[Extrait]
= = =

Heureusement, cette manifestation, par rapport à la précédente, a quelque peu haussé le ton, mais sans pour autant atteindre à un niveau de qualité habituellement exigé par le palais des Beaux-Arts et les autres institutions muséales qui ont participé à l’organisation. S’il est évident que chacun, dans le domaine de l’art, peut se consacrer à un hobby ou vivre une passion, il est tout autre chose de s’engager pleinement et professionnellement dans une démarche artistique. Et la ligne de démarcation est nette. Pourtant, et c’est un pro qui l’a dit puisque c’est Andy Warhol lui-même qui l’a proclamé, chacun a droit son quart d’heure de gloire. Le voilà donc, il est là, en cette sélection. Mais attention à la suite, rien n’est jamais définitivement gagné. Le plus difficile sera de confirmer sur la durée.
Par contre, elle n’est pas là pour quelques autres puisque "certains professionnels ont été écartés par le jury", intervient Caroline Mierop, directrice de La Cambre, qui ajoute qu’elle a trouvé "dans l’ensemble des œuvres proposées au jury national, pratiquement les mêmes caractéristiques que celles de la plupart des étudiants lorsqu’ils se présentent au début des cours". Ils produisent des œuvres qui sont souvent le résultat de leurs connaissances artistiques alors que l’enjeu est de se forger sa propre personnalité. Et il est un fait qu’en cette exposition, on rencontre énormément de réalisations parfois bien exécutées mais qui sont des sous-produits très proches de modèles ultra connus. L’art n’est effectivement pas un savoir-faire; celui-ci n’est intéressant que lorsqu’il existe pour être dépassé!
A remarquer que la photographie occupe une place prépondérante dans des styles dans l’air du temps: saturation lumineuse, larges panorama, portraits un peu déceptifs et qu’elle est généralement bien maîtrisée techniquement, ce que permet actuellement une bonne connaissance du matériel. Quelques interventions aux frontières entre art, sciences, technique, révèlent des passions personnelles inventives et bien menées; quant à la peinture elle apparaît comme le parent le plus pauvre. Sans doute aussi parce qu’il est le plus exigeant et celui avec lequel il est impossible de tricher!
De l’avis de nombreux organisateurs et membres des jurys, l’expérience fut plus enrichissante humainement qu’artistiquement, la question de la qualité restant en suspens. "Il est très intéressant, dit Laurent Busine, directeur du Mac’s du Grand-Hornu, d’entendre les artistes expliquer leurs œuvres à travers leur propre histoire, ce qu’ils ont à dire est très touchant. De plus, et même si les déceptions sont très fréquentes, il est exceptionnel qu’ils aient l’occasion de proposer leur travail à des professionnels qui vont pour la première fois livrer leur appréciation."

= = =

[Données sources]
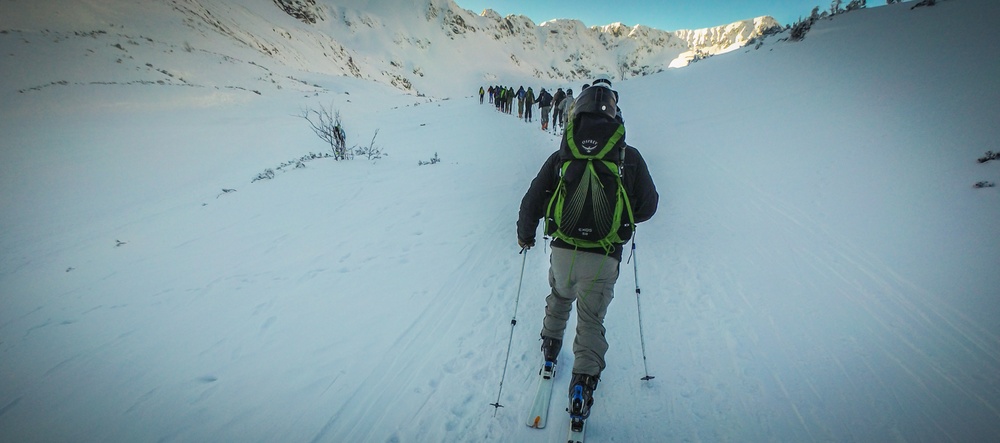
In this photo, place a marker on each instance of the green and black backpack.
(589, 207)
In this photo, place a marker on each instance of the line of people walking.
(558, 104)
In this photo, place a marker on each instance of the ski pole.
(513, 322)
(642, 338)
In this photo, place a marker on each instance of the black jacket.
(638, 185)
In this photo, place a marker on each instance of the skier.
(520, 102)
(564, 106)
(557, 99)
(585, 275)
(544, 105)
(529, 101)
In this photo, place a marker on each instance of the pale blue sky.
(667, 15)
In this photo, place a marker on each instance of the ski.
(540, 407)
(577, 428)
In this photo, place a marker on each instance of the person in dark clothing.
(586, 276)
(557, 99)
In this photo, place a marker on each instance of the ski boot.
(550, 348)
(581, 398)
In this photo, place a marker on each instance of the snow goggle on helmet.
(597, 99)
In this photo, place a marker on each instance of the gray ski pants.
(589, 279)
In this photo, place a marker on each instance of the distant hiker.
(564, 108)
(529, 101)
(544, 105)
(557, 99)
(520, 102)
(593, 162)
(510, 100)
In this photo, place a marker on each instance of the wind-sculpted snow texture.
(820, 269)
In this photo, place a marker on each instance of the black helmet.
(596, 100)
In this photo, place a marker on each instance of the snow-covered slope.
(820, 269)
(400, 43)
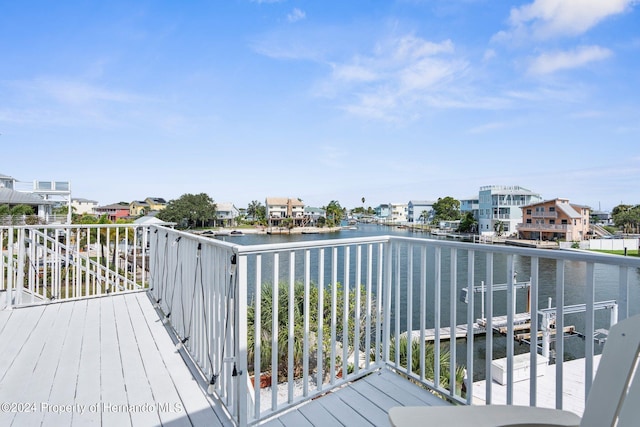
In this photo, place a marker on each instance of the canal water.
(606, 288)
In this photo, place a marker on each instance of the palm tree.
(428, 361)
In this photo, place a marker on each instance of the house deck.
(110, 361)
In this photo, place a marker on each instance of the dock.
(521, 322)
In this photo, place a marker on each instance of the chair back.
(614, 398)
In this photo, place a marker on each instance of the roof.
(225, 206)
(115, 206)
(277, 200)
(568, 210)
(507, 189)
(158, 200)
(149, 220)
(421, 202)
(12, 197)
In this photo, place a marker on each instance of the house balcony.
(146, 325)
(553, 228)
(535, 214)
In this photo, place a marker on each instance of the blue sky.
(323, 100)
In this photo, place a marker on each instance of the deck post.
(241, 331)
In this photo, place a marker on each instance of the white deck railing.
(45, 263)
(315, 315)
(280, 309)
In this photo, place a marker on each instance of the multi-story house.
(420, 211)
(280, 208)
(226, 214)
(555, 219)
(42, 196)
(156, 203)
(115, 211)
(383, 212)
(470, 204)
(499, 208)
(138, 208)
(83, 206)
(399, 212)
(312, 215)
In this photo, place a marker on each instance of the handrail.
(319, 314)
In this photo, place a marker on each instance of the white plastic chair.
(614, 398)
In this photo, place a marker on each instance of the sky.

= = =

[Travail demandé]
Selon l'extrait, quelle fonction occupe Laurent Busine ? Les enregistrements forment un matériel distinct de l'extrait.

[Réponse]
Il est directeur du Mac's du Grand-Hornu.